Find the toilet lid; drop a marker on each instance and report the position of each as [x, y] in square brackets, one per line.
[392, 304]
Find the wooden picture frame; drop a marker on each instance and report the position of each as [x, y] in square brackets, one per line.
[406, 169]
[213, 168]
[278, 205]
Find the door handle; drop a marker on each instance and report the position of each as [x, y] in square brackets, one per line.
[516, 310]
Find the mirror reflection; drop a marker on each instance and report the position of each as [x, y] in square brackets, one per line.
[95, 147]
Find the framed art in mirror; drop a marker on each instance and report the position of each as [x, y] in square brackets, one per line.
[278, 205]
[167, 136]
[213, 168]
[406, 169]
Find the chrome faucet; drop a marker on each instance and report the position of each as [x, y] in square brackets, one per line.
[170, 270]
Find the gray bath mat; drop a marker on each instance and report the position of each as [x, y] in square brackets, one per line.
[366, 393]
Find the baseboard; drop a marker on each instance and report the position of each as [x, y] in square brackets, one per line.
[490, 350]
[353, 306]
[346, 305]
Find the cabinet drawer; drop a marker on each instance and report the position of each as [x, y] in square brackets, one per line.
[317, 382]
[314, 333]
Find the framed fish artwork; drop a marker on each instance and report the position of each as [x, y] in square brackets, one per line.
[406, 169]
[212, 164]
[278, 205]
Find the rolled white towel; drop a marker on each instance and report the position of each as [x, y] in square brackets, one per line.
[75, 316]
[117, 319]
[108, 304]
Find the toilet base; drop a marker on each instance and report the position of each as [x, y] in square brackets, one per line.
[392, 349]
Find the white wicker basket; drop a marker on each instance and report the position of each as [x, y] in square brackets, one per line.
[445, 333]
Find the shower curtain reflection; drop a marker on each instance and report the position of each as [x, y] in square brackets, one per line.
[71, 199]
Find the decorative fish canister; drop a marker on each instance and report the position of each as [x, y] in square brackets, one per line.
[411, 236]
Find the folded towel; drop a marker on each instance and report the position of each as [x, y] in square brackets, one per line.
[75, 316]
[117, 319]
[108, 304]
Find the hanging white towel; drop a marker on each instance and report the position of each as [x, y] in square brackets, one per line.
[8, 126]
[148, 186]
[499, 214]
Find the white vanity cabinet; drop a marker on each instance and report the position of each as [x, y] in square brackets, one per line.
■ ■ ■ ■ ■
PROBLEM TO SOLVE - Please quote every record above exactly as it appears.

YOUR SOLUTION -
Find the toilet lid; drop a marker on each instance and report the position of each as [x, y] in square brackets, one per line.
[392, 304]
Find the wooden picture frame; drop a marker on each instance and report the position of each as [x, y] in square brackets, one per line.
[406, 169]
[213, 168]
[278, 205]
Find the door handle; drop a marker on each instance and report the position of each as [x, y] in square brackets, one per line.
[516, 310]
Find the mirror reflection; drop a marker on each instance and report the position of each as [x, y] in square brackets, one per line.
[95, 147]
Find the framed art in mirror; drop a marker on each instance and report the position of each as [x, y] in square brackets, one per line.
[278, 205]
[167, 136]
[213, 168]
[406, 169]
Find the chrome faucet; drop a marker on each instance and report the position of each as [x, y] in square brackets, one per line.
[170, 270]
Find the gray bath mat; drop a marker on each instance and report the position of each as [x, y] in square brackets, one per line.
[366, 393]
Find the baseboard; drop a marker on each instance and report the position of each as [x, y] in square brackets, one per line.
[490, 350]
[353, 306]
[346, 305]
Find the cabinet drawer; drop a marker on each instance and report the position of each as [x, y] in square brackets, one per line.
[317, 382]
[314, 333]
Find the framed fish artwork; drop a marker on each instance and report the position of each as [x, y] in square brackets, one per line.
[406, 169]
[212, 164]
[278, 205]
Find the rolled white towel; drop a marker on each instance and report the position of each as [x, y] in square brackets, one per line.
[75, 316]
[117, 319]
[108, 304]
Find the toilet base; drop a marker on each instance and report the position of each as [x, y] in square brackets, one per line.
[392, 349]
Find the white wicker basket; drop a marker on each instance and report the position of each as [x, y] in square brackets, one per line.
[445, 333]
Find the shower curtain reflection; drop a marker on each instance and report the position of each as [x, y] in square brackets, one per line.
[71, 199]
Find the decorative fish canister; drop a marker on each instance and report the position of each as [x, y] in square brackets, one per line.
[411, 236]
Find the folded towel; drop a marker on each instance and report the position of each as [x, y] in square brackets, one per line.
[75, 316]
[117, 319]
[108, 304]
Find the hanging white towel; drop a marker on each instance and report the position of each as [x, y] in square brackets, one per line.
[8, 126]
[148, 186]
[499, 214]
Find the white vanity cabinet; drop a marker on each instance and report the position of each as [x, y] in square brackets, one per line.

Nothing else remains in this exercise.